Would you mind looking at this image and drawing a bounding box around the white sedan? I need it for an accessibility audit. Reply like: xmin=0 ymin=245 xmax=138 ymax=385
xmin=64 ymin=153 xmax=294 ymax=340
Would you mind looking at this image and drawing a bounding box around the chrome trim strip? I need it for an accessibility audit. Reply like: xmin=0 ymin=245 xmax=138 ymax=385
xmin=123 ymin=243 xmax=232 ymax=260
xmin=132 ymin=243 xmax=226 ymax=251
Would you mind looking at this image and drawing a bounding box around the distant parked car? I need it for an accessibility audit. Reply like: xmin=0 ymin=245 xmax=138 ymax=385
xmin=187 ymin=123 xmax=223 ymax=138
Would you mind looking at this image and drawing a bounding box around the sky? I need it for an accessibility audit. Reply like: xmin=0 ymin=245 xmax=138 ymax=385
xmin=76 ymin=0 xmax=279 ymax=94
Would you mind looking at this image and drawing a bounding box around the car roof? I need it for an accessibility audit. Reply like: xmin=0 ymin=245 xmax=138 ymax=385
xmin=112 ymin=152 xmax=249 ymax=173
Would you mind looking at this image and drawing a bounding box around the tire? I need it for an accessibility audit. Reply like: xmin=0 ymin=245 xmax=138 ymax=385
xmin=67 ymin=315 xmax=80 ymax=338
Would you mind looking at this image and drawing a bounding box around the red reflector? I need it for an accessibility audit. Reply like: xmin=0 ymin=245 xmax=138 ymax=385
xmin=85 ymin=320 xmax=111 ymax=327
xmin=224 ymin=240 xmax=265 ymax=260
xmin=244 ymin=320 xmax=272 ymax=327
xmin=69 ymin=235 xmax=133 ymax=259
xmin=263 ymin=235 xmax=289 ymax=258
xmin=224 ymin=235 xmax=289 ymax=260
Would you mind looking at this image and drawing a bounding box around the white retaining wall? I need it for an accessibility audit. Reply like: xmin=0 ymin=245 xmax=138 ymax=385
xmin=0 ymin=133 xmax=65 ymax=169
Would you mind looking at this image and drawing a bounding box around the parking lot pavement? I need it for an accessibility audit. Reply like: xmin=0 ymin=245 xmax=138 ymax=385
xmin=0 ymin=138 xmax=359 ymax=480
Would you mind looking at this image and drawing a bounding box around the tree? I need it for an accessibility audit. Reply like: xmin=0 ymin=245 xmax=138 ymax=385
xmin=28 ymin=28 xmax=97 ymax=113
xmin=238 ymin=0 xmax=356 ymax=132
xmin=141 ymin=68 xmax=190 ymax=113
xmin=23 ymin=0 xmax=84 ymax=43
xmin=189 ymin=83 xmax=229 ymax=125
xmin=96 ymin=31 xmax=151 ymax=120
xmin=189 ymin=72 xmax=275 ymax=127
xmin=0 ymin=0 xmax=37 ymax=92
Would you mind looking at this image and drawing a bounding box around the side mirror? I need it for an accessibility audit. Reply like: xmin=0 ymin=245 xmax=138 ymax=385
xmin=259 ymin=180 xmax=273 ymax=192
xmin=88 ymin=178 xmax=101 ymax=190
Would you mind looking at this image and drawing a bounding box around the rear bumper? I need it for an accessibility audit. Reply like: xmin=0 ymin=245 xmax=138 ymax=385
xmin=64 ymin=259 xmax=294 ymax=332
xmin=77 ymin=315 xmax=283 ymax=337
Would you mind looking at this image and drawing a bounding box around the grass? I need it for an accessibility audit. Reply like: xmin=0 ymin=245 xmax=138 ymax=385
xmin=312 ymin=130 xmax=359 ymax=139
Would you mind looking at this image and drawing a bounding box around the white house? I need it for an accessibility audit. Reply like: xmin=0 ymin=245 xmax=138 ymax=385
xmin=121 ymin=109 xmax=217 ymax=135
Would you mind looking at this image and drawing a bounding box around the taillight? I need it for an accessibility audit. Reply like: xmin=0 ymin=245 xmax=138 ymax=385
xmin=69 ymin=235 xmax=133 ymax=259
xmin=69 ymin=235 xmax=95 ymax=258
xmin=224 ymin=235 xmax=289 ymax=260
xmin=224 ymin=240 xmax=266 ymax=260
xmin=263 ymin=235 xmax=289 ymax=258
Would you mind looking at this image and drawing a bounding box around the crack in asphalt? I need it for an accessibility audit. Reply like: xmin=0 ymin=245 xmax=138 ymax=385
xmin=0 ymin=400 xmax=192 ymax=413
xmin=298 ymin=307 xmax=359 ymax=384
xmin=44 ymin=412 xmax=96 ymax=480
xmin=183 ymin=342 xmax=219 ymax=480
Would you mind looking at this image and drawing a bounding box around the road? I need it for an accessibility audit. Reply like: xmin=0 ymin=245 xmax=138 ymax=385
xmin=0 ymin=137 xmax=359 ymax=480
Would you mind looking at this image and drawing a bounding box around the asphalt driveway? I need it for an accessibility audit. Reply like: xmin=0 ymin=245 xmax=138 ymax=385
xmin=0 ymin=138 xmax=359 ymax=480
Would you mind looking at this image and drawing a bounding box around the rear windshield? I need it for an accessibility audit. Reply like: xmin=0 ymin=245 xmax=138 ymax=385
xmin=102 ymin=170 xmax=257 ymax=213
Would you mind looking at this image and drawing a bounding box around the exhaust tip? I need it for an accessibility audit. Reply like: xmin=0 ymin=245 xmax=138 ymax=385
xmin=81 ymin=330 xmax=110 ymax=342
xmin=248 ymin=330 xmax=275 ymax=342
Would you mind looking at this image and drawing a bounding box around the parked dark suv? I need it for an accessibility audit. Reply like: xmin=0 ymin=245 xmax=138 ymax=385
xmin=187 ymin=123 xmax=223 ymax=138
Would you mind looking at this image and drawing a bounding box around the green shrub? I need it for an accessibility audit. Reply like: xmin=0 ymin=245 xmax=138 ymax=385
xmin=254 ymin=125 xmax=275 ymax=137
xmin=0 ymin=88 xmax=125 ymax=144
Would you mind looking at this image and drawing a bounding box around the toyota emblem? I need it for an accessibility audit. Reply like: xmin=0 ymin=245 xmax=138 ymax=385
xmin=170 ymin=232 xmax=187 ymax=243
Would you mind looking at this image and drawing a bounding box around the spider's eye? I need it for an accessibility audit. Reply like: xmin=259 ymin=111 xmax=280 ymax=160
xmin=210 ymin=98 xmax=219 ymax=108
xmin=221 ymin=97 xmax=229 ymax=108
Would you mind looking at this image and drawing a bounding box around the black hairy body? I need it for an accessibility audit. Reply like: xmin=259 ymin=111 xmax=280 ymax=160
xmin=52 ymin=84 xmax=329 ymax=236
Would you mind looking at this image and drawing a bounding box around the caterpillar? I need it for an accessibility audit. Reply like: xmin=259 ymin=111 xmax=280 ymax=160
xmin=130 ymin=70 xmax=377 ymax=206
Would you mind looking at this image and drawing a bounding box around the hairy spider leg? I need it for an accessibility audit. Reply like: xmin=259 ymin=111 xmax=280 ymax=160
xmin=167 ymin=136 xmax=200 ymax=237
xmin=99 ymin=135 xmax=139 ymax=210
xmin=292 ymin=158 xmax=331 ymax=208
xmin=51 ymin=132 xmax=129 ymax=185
* * *
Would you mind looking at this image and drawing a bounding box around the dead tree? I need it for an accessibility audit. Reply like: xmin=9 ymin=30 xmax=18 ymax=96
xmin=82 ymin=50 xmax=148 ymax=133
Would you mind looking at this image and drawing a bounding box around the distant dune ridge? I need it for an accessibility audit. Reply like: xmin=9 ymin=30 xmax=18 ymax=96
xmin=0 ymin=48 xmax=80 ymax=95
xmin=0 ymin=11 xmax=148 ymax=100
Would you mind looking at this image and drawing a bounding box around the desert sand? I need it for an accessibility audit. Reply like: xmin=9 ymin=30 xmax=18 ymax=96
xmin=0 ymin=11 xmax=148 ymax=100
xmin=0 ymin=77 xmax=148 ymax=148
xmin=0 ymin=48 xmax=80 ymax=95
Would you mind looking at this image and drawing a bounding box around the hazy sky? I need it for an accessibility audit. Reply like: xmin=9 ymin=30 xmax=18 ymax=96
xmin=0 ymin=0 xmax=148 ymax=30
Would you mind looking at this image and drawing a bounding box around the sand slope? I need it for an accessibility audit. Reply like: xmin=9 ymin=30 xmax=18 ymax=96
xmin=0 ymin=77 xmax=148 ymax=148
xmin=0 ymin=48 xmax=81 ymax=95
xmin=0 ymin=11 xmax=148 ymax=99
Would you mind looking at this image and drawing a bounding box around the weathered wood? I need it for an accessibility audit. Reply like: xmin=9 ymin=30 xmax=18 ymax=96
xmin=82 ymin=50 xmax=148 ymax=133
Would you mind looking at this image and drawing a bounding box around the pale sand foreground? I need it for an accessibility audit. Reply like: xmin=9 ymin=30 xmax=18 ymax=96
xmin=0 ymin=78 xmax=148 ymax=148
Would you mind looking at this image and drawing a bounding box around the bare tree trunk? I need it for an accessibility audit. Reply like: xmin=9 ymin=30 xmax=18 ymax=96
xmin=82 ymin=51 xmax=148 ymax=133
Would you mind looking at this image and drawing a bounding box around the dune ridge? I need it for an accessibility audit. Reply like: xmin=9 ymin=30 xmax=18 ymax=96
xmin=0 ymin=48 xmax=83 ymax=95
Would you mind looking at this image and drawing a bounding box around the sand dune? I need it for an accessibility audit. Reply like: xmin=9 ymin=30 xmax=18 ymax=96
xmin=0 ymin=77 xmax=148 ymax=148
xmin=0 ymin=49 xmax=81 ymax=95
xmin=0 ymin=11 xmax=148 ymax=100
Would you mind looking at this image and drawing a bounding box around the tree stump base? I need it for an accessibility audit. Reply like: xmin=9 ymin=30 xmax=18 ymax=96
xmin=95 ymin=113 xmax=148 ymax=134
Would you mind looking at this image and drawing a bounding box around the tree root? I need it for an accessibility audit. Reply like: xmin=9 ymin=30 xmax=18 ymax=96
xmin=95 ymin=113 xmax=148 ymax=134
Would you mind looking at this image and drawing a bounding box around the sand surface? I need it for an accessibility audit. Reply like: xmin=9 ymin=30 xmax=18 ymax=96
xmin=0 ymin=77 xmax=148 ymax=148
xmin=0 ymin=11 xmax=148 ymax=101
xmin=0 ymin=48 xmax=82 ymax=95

Problem:
Render the listing lines as a Markdown table, starting at the line that contains "the white sedan?" and ending at the line that contains "xmin=64 ymin=153 xmax=294 ymax=340". Use the columns Row and Listing line, and skip any blank lines.

Task solution:
| Row | Listing line |
|---|---|
| 1 | Would you mind looking at this image and drawing a bounding box around the white sedan? I need it for an accessibility audit. Reply like: xmin=0 ymin=245 xmax=138 ymax=385 |
| 2 | xmin=64 ymin=153 xmax=294 ymax=340 |